■ THINGS TO DO ■
1. Answer these from the Java debugging passage:
(a) Which tool does it call the JVM equivalent of gdb?
(b) What kinds of state does jstack not capture?
(c) Which two tools lead the IDE debugger category?
2. Name every category of bug effect that the Java debugging passage lists in its numbered list.
3. In the Java debugging passage, transcribe the text from "2. Unexpected heap" to "usually come in.".

■ SELECTED PASSAGE ■
★ ★ ★ ★ ★

Java debugging is a complex space. There are many types of debuggers, and numerous tools to choose from. In this blog, we’ll cover the differences between seven types of debuggers, and review the major tools in each category to help you choose the right tool for the right job.
Bugs, to use a broad definition, are instances where the code we wrote and the input we got didn’t match. The different effects of these can be roughly divided into several categories:
1. Unexpected flow control, leading to an exception or to a location in the code we don’t want to be at. This is where debuggers are mostly used to examine the correlation of code and state.
2. Unexpected heap allocations. In this case we’re either allocating too many objects, or ones too large. Retaining long lasting references to those just adds to the fun. This is where heap analyzers come into play.
3. Delayed flow control. This most likely relates to us passing bad input to an external call (i.e. “SELECT * FROM everything”) or getting stuck in a long or infinite loop. This is where performance profilers usually come in.
There’s of course an overlap between the tools and categories, as they all essentially serve the same purpose – getting us to see the state we weren’t expecting so we can fix the code, and make it come to expect it.
Main tools: The main actor here is jdb, which comes with the JDK and is the JVM equivalent of gdb. It has a command line interface, and can be attached to a running JVM. Like gdb, its functionality is robust and you can pretty much do anything with jdb that you could with a full blown IDE debugger. jdb has a sidekick – jstack – which lets you print the thread call stacks of a live JVM at a given moment. This however does not capture variable or heap state.
Used when: jdb’s biggest upside is its portability. You could get it onto a server fairly quickly without having to attach a debugger remotely. If you’re dealing with a nasty situation on a server and can afford to stall the JVM to inspect it, jdb is your best friend.
Disadvantage: The downside with jdb and jstack is that, as with other command line tools, they’re not very productive for everyday use. That brings us to our next category.
Main tools: In this category two tools lead the pack today – Eclipse and NetBeans. Both use a similar technology as jdb to either attach to or launch a new JVM. While not very portable, you do get all the bells and whistles, which can make debugging shorter and a whole lot more fun.

★ ★ ★ ★ ★

■ GIVEN ENTRIES ■
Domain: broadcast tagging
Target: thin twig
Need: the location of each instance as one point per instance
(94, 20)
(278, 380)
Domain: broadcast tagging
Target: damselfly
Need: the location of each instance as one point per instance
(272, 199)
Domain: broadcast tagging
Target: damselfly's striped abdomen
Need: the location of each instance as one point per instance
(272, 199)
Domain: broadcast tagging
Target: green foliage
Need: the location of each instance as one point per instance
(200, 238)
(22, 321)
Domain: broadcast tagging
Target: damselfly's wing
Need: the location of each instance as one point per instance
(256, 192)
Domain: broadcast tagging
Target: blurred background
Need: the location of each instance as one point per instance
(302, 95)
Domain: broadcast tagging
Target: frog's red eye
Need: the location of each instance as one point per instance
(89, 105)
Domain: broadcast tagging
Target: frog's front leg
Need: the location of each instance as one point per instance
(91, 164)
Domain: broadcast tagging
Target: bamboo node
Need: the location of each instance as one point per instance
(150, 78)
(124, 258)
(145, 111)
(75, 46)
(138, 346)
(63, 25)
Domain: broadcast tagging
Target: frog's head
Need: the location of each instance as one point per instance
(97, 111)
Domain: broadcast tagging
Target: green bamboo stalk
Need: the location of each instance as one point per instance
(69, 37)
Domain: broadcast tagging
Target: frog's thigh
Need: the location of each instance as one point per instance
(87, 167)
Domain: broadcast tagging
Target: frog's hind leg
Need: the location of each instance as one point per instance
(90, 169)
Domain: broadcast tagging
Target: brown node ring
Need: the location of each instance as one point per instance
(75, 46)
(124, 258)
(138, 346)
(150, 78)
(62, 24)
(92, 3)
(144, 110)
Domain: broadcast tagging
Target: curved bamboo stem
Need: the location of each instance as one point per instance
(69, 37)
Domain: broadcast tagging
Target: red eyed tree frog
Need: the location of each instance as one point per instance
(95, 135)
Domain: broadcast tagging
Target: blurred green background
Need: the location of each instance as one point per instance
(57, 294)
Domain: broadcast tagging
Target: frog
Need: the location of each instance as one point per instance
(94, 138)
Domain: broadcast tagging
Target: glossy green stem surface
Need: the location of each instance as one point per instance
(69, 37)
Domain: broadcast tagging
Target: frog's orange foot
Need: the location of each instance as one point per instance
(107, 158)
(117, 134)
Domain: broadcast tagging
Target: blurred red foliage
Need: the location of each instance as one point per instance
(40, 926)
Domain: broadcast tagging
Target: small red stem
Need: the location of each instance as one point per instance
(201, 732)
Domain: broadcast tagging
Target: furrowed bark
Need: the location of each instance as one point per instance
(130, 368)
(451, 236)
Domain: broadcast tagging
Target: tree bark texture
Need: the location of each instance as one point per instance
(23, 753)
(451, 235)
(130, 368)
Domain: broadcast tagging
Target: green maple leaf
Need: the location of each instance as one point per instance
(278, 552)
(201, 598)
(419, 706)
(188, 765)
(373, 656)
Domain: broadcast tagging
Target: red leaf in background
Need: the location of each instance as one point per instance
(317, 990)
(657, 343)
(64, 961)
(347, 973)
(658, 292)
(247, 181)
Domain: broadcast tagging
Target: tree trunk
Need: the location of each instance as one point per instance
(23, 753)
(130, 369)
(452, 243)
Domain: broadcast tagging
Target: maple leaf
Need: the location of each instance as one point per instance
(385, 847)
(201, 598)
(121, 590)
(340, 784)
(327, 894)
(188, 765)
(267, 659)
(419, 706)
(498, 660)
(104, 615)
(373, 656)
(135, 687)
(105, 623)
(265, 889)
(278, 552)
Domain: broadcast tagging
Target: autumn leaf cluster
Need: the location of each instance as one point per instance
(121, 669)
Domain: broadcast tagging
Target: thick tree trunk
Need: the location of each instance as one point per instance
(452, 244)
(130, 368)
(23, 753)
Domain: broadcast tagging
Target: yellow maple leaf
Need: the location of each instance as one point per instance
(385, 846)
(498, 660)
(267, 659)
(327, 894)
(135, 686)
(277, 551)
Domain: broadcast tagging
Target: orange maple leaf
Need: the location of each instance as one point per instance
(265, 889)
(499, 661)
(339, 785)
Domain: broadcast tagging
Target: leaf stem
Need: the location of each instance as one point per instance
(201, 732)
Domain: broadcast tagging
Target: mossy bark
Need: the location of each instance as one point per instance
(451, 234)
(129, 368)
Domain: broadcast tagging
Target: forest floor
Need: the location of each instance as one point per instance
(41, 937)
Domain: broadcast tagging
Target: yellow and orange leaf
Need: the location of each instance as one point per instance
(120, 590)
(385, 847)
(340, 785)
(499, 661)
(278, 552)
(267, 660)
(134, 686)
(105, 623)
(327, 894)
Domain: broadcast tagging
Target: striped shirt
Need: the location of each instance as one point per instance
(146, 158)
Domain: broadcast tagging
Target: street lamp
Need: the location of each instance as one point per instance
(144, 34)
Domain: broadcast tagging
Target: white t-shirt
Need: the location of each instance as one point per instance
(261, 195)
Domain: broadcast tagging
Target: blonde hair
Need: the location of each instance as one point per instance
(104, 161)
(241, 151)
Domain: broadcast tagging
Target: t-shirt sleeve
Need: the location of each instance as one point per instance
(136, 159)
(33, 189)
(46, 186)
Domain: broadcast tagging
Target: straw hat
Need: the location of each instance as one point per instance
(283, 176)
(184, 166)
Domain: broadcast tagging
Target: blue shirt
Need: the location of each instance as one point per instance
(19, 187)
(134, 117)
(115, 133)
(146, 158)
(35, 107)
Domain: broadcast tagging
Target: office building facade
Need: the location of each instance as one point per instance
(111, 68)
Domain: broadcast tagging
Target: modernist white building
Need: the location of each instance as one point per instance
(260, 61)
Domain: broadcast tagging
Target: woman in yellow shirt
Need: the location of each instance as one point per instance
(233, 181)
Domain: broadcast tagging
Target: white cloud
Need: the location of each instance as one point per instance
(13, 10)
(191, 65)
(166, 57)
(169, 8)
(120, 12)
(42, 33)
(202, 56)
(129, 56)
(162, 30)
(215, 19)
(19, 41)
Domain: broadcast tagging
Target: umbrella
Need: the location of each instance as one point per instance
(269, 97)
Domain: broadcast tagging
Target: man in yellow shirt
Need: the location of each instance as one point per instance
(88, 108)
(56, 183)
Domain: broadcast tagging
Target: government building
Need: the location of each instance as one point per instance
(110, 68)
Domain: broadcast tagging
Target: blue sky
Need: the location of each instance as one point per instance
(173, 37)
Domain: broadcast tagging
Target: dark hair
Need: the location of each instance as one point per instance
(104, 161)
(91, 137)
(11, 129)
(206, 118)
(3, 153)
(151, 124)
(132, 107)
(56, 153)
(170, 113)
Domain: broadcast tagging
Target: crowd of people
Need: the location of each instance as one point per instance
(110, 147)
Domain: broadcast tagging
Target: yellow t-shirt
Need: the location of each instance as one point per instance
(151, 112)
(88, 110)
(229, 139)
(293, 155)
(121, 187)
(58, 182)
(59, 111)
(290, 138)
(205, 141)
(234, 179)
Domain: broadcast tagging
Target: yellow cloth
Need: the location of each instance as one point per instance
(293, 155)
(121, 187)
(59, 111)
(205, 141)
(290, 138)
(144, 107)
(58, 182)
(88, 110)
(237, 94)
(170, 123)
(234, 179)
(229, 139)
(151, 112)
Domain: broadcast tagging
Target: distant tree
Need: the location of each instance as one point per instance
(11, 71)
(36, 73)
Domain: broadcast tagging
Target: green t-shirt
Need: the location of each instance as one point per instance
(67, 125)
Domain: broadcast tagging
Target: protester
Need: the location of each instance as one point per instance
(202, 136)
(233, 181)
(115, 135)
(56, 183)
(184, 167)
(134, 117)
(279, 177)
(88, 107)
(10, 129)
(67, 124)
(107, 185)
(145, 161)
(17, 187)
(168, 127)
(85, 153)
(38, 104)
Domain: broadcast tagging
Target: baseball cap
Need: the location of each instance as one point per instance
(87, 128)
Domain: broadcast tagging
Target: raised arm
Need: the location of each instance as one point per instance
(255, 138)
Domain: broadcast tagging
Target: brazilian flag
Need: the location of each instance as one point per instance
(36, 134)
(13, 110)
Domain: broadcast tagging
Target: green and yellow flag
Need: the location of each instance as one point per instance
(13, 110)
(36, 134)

★ ★ ★ ★ ★

■ WRITTEN ANSWERS ■
1.
(a) jdb
(b) Variable or heap state
(c) Eclipse and NetBeans

2.
1. Unexpected flow control
2. Unexpected heap allocations
3. Delayed flow control

3.
2. Unexpected heap allocations. In this case we’re either allocating too many objects, or ones too large. Retaining long lasting references to those just adds to the fun. This is where heap analyzers come into play.
3. Delayed flow control. This most likely relates to us passing bad input to an external call (i.e. “SELECT * FROM everything”) or getting stuck in a long or infinite loop. This is where performance profilers usually come in.